## About this task
Look below for the line that contains "Target: green lawn", then quote it and all the lines after it, exactly, with the pictures left out.

[Stored records]
##############################

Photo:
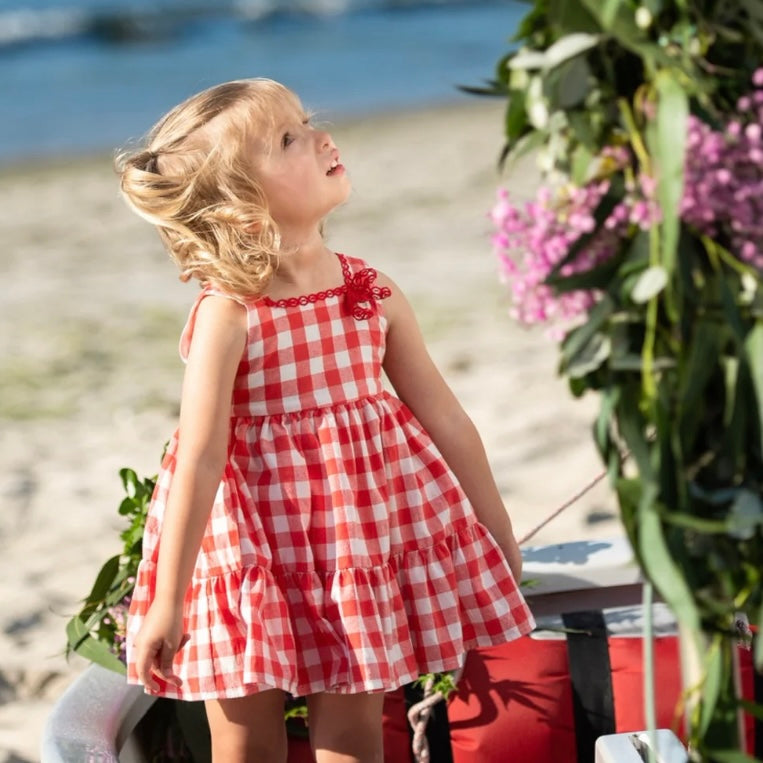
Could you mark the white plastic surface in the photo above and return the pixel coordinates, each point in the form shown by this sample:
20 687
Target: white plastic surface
93 718
633 748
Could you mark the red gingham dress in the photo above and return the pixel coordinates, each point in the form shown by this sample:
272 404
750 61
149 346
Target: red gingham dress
341 554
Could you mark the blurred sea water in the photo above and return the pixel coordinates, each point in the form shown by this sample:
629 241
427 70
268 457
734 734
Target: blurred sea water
84 76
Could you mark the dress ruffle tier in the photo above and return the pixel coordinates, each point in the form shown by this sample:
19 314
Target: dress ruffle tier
348 631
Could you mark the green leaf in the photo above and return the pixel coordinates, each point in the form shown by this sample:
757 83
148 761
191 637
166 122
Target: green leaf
589 357
669 152
579 337
104 580
130 481
608 202
601 429
91 649
595 279
731 756
649 284
754 349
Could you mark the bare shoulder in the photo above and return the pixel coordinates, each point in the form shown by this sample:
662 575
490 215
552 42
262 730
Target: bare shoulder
220 326
396 306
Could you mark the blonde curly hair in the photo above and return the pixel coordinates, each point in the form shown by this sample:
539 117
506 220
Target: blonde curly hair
194 181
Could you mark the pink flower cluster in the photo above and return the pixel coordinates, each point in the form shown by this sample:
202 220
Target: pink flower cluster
723 198
531 241
723 193
117 621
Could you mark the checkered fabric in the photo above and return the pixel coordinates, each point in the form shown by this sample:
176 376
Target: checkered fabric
341 554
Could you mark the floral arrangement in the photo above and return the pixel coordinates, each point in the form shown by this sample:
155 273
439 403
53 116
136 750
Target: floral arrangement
97 632
642 255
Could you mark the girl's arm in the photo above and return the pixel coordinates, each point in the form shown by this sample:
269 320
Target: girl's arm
218 342
420 386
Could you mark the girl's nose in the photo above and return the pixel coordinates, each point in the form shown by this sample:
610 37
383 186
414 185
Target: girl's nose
324 140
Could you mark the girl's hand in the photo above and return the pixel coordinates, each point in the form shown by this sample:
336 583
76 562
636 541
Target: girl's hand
513 556
157 643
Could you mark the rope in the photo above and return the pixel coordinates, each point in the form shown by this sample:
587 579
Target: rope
419 714
592 484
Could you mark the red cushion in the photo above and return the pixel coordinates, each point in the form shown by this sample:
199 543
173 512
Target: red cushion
515 702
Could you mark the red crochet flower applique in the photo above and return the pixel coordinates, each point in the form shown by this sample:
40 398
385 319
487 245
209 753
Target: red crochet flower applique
361 295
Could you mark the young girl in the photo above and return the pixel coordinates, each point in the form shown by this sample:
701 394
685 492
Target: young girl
310 533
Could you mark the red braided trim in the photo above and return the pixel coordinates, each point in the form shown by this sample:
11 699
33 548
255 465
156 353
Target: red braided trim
306 299
360 293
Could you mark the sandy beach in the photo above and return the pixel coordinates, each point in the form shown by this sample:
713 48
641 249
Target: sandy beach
90 375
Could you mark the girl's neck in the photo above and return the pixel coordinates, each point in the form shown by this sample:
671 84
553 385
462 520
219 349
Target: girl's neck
305 270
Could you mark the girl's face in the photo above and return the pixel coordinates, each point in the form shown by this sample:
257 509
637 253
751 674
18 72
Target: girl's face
299 170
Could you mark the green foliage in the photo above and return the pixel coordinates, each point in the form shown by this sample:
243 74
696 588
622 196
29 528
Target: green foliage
674 346
97 631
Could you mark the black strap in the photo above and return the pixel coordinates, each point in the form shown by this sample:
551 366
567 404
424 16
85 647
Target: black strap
438 728
591 676
758 694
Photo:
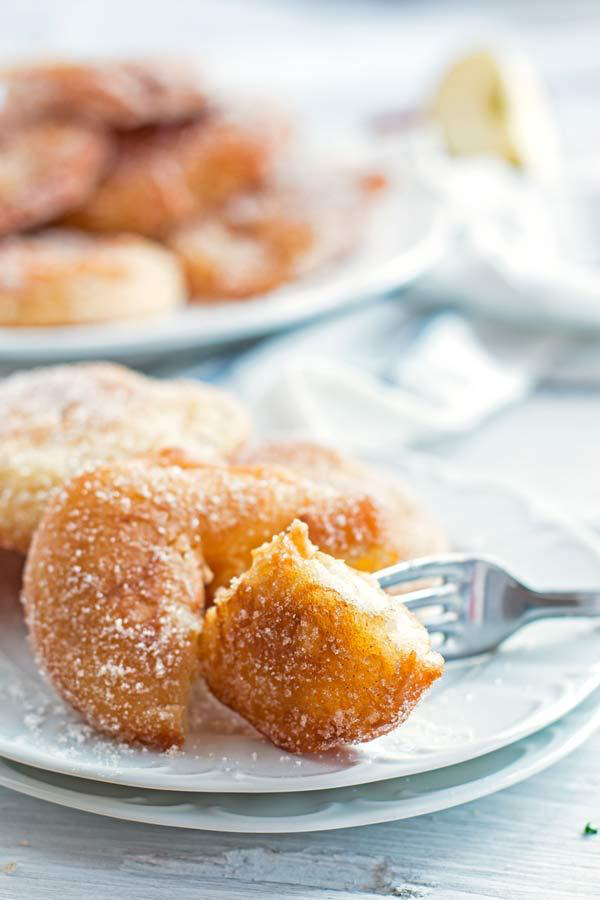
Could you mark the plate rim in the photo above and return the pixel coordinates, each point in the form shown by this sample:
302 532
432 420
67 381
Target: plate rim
435 801
187 327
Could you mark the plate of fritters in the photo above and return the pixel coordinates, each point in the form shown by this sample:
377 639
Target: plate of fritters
197 611
139 215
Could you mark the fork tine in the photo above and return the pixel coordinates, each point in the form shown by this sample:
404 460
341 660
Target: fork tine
434 596
444 567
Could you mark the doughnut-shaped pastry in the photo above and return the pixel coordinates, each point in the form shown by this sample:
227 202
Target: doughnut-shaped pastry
116 94
415 532
58 277
114 576
162 176
47 169
55 421
313 653
259 240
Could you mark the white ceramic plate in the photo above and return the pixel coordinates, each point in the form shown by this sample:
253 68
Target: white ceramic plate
387 801
479 706
404 237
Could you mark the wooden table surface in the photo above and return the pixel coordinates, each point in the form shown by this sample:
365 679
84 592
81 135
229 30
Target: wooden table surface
524 843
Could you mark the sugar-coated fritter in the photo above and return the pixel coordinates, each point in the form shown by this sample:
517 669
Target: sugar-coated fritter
59 277
115 94
313 653
46 170
115 574
165 175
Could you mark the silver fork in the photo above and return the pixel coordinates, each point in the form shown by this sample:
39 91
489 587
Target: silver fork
475 604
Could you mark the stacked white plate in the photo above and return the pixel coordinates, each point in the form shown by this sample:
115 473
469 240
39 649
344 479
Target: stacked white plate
487 724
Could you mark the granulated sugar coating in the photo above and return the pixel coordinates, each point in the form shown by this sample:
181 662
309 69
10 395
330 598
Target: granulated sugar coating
415 531
55 421
114 582
313 653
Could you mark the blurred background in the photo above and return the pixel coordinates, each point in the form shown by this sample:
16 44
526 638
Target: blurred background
511 385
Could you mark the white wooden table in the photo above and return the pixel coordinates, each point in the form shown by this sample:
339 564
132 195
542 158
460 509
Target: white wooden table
525 842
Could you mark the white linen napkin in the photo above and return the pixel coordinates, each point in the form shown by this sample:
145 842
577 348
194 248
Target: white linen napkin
382 376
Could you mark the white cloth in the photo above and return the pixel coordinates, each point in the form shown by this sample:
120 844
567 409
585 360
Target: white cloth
382 376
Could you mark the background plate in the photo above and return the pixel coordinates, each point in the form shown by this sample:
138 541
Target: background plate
405 237
536 677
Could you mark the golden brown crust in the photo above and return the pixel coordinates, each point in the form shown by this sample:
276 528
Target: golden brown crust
163 176
56 420
312 653
122 540
47 169
116 94
415 532
262 239
113 593
59 277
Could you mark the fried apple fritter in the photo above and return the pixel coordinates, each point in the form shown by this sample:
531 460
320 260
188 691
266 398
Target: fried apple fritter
415 531
60 277
313 653
114 576
47 169
57 420
115 94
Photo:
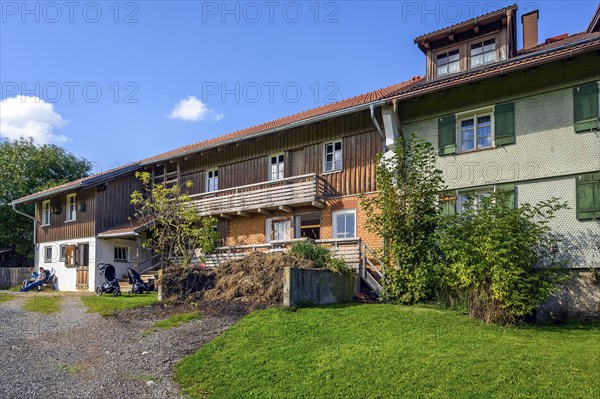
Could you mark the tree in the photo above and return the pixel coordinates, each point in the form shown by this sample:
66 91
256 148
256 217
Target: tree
177 231
502 261
27 168
405 214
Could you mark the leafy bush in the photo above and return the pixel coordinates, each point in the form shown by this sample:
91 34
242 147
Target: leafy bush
502 261
405 214
321 256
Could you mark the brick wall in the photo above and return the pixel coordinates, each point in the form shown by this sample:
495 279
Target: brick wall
248 231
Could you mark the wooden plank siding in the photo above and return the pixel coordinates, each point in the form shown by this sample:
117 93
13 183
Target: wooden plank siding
83 226
112 205
242 163
248 161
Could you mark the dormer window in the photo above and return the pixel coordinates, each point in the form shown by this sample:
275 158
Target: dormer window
448 62
483 53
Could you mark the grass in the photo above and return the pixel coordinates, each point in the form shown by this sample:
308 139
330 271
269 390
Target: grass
108 305
44 304
175 320
387 351
4 297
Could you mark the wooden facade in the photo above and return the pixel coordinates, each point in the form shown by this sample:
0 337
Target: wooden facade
59 229
243 163
247 162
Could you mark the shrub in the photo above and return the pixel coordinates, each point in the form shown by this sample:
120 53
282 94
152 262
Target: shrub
502 261
405 214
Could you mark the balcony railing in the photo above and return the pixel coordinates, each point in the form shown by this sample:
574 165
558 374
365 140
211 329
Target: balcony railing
284 194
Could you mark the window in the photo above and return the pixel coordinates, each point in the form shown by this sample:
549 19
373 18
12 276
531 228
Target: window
475 196
45 213
344 223
332 159
212 180
71 207
278 229
588 196
121 254
308 226
448 63
483 53
276 167
475 132
585 107
48 253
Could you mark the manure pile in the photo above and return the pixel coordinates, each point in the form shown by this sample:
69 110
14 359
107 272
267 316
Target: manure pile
255 279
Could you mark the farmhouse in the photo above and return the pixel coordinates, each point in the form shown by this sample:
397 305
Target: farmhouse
502 118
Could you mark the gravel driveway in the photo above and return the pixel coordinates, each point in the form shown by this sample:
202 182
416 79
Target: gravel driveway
74 354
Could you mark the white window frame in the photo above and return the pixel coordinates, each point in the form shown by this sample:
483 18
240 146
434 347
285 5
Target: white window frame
269 229
48 253
483 53
71 215
334 214
333 153
446 53
122 248
476 194
212 182
46 213
279 174
62 251
475 114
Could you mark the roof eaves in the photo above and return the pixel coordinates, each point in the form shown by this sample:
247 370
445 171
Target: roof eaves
275 129
468 22
520 62
595 22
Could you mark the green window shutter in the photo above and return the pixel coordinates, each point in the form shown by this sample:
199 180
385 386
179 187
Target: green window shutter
509 189
447 135
504 122
585 106
588 196
448 205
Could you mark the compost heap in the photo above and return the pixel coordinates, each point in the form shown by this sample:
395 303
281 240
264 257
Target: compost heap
178 282
257 278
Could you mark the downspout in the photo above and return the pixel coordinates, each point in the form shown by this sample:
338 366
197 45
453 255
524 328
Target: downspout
376 123
34 230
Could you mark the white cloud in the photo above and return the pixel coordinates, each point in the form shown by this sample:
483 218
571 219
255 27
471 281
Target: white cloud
30 117
192 110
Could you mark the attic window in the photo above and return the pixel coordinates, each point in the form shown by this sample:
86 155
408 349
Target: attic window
448 62
483 53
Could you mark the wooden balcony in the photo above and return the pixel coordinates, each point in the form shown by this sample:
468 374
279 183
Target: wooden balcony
265 197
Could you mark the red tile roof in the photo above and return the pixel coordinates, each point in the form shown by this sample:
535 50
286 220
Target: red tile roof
416 86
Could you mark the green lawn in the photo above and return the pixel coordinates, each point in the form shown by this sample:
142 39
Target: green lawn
44 304
387 351
107 305
4 297
174 321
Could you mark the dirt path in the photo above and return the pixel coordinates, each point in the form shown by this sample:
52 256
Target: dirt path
78 355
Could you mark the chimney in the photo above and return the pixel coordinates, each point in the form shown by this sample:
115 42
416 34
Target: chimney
529 22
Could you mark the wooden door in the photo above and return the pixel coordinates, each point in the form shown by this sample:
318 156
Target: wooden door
82 279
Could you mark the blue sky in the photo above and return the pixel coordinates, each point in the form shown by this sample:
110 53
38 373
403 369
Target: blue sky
109 75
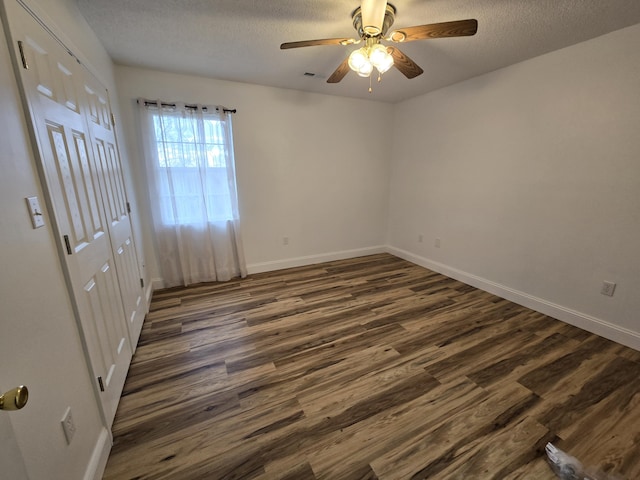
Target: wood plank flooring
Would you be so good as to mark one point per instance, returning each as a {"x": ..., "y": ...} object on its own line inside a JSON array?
[{"x": 368, "y": 368}]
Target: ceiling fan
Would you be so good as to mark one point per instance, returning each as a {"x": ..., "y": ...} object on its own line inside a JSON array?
[{"x": 372, "y": 21}]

##############################

## Task solution
Target: green lawn
44 304
387 351
107 305
4 297
174 321
Could you mark the dirt path in the photo above and return the pixel coordinates, each point in the form shown by this sample:
52 256
Target: dirt path
78 355
Could you mark the chimney in the photo above and return the pixel coordinates, each point in the form shown by this sample:
115 42
416 34
Target: chimney
529 22
Could you mark the wooden door in the photo above and return the pixel coordinates, each point in the form shown by this sample:
318 156
Target: wooden door
82 279
Could you mark the blue sky in the photo above and return the pixel coordinates, each point in the form shown by this sample:
110 53
38 373
403 369
Target: blue sky
109 75
Target: wood plank flooring
Would you be so good as to mark one point per instance, returning each as a {"x": ..., "y": ...} object on its own line inside a JSON array?
[{"x": 368, "y": 368}]
Target: ceiling fan
Would you be so good as to mark one point per instance, returning each as a {"x": ..., "y": ...} object on its own line inside a JSON array?
[{"x": 372, "y": 21}]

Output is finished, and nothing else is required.